EXERCISE GOAL: For the entries below, count the lines that contain the word "stem" and reply with that number only.

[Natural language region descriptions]
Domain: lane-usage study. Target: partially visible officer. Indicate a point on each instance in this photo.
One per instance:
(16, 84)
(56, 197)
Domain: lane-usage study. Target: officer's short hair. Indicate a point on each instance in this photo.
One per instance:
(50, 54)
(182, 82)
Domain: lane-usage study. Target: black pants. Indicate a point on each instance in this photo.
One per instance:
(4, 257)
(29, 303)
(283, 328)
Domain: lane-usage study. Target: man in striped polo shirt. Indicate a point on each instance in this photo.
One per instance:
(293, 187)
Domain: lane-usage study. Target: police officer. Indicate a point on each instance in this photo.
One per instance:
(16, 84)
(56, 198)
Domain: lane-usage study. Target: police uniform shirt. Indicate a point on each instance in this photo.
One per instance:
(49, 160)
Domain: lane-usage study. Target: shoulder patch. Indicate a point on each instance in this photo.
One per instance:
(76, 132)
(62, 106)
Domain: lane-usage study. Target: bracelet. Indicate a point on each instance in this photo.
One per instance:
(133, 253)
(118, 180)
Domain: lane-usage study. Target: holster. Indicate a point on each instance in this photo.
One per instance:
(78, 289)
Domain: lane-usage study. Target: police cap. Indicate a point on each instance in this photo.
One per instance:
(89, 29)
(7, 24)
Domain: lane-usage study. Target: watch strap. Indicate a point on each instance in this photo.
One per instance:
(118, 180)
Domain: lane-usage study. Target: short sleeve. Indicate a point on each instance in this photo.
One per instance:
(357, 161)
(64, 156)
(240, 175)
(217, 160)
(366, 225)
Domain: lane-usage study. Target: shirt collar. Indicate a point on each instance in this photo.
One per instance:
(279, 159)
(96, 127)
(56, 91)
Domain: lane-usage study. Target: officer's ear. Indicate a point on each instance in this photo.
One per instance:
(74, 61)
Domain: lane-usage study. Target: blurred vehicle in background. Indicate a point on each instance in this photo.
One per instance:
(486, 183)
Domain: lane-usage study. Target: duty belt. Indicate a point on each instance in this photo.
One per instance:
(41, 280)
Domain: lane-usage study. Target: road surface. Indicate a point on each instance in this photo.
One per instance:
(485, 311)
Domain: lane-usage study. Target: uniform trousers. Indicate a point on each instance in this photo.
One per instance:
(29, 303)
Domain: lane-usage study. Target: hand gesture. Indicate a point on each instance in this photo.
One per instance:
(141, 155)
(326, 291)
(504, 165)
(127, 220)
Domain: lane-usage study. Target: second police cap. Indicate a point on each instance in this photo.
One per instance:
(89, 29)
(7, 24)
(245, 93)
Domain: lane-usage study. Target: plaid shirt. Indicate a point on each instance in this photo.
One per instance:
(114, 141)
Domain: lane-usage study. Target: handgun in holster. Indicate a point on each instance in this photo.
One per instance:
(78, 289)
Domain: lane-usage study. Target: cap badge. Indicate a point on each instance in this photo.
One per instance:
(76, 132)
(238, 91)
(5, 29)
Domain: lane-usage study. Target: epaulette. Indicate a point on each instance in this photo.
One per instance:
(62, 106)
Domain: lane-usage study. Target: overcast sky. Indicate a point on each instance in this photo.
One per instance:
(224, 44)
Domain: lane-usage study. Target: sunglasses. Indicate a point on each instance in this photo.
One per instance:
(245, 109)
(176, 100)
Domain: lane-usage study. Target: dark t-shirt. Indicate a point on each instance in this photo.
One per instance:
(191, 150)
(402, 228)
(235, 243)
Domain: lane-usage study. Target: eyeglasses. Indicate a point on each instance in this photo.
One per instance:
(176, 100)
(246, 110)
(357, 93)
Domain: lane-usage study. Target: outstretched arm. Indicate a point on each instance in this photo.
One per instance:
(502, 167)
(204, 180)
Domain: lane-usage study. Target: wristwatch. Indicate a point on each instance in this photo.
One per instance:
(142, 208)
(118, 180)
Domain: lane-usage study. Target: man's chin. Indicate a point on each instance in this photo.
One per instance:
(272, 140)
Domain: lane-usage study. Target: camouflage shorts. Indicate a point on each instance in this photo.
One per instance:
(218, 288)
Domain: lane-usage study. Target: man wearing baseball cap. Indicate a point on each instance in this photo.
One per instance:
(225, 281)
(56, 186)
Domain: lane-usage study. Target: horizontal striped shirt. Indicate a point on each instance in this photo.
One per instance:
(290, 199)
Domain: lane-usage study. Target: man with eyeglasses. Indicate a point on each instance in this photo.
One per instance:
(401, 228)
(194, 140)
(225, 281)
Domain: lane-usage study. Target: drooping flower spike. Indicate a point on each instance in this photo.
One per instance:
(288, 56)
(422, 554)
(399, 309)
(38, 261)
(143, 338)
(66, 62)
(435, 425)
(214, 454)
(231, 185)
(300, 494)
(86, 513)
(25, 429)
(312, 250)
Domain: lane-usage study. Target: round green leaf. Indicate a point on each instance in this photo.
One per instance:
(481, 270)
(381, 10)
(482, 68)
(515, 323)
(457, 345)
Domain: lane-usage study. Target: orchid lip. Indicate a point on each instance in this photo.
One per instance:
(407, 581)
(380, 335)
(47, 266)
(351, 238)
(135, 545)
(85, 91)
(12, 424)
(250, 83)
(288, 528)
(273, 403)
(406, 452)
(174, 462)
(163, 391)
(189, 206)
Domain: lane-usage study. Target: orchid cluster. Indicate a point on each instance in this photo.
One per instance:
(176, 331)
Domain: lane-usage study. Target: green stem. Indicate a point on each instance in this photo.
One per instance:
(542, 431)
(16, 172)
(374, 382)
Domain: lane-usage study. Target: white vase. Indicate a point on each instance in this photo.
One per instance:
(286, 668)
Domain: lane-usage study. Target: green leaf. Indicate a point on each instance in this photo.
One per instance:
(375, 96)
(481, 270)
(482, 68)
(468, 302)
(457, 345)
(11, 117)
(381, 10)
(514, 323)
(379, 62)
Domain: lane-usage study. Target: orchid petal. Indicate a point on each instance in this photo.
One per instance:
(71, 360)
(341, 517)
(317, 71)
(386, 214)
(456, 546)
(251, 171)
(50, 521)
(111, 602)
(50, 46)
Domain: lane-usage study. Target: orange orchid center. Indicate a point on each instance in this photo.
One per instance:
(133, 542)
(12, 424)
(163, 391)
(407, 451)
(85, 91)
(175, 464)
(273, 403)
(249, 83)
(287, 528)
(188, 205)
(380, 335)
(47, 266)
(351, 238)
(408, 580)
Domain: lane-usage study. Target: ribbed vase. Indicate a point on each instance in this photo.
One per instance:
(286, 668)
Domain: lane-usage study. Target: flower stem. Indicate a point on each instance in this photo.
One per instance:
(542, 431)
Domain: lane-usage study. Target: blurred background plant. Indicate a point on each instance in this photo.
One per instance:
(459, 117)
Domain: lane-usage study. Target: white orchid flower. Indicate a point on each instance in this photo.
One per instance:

ANSWER SPACE: 2